— start of The records —

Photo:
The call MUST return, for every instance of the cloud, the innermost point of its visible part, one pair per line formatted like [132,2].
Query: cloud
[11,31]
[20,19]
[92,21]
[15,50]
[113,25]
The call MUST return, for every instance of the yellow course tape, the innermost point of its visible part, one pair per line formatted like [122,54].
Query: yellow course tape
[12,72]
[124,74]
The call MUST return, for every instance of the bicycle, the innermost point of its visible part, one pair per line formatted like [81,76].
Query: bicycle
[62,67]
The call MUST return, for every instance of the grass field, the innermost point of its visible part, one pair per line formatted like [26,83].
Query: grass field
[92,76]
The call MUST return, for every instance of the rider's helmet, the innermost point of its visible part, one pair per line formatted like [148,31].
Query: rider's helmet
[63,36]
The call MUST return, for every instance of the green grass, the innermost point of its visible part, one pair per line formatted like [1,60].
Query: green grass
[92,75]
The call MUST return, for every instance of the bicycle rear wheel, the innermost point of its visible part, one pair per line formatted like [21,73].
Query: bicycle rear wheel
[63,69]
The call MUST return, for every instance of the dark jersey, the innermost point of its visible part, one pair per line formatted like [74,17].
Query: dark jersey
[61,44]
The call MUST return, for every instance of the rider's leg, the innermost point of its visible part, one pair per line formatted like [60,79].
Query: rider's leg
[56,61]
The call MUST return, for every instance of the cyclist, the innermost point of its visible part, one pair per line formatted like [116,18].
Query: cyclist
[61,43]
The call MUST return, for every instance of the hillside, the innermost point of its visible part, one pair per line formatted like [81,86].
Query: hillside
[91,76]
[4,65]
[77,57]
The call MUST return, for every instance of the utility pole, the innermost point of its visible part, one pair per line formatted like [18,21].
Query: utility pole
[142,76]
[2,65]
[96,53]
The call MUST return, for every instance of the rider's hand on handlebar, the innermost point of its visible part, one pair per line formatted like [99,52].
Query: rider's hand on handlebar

— end of The records —

→ **Your task**
Copy all of the data above line for line, with no changes.

→ **Output of the exercise**
Photo:
The call MUST return, for every instance of the cloud, the innermost point of its visible part, one pair per line formatted like [132,2].
Query: cloud
[11,31]
[20,19]
[92,21]
[15,50]
[113,25]
The call MUST return, for every instance of the yellow course tape, the innermost point of its visible part, one pair per line formatted like [122,54].
Query: yellow course tape
[12,72]
[124,74]
The call MUST return, for every instance of the bicycle, the innermost point of its visible part, one pair per line formatted like [81,76].
Query: bicycle
[62,67]
The call MUST return, for every instance of the grass field, the innermost point of its visible part, one pair per line formatted like [26,83].
Query: grass field
[92,76]
The call MUST return, for every instance of the rider's helmet, the innermost point of its visible part, one pair per line formatted like [148,31].
Query: rider's helmet
[63,36]
The call MUST return, for every instance of the green grass, the innermost point of its visible part, one pair per line formatted like [1,60].
Query: green grass
[92,75]
The call MUST return, for every instance of the bicycle rear wheel, the innermost point of its visible part, one pair per line formatted like [21,73].
Query: bicycle rear wheel
[63,69]
The call MUST return, for every instance of the dark jersey, the innermost point of its visible part, one pair per line formatted like [74,17].
Query: dark jersey
[61,44]
The call MUST return, for every instance of the rider's leg, the innermost point of its visible part, one pair per line formatted like [60,79].
Query: rider's leg
[56,61]
The call MUST return, for every instance of the cyclist, the innermost point of its visible part, one pair per line formatted like [116,18].
Query: cyclist
[61,43]
The call MUST return, for every instance of the hillside, the innermost point of its visible part, one pair per line formatted like [81,86].
Query: hillside
[91,76]
[4,65]
[77,57]
The call MUST return, for every instance of the utility pole, the innermost point of its visible part, one pair per line formatted like [18,21].
Query: utility pole
[142,76]
[2,65]
[96,53]
The call MUST return, for every instance of the rider's hand on handlebar, the innermost point of its visible part, one pair per line formatted like [99,52].
Query: rider's hand on handlebar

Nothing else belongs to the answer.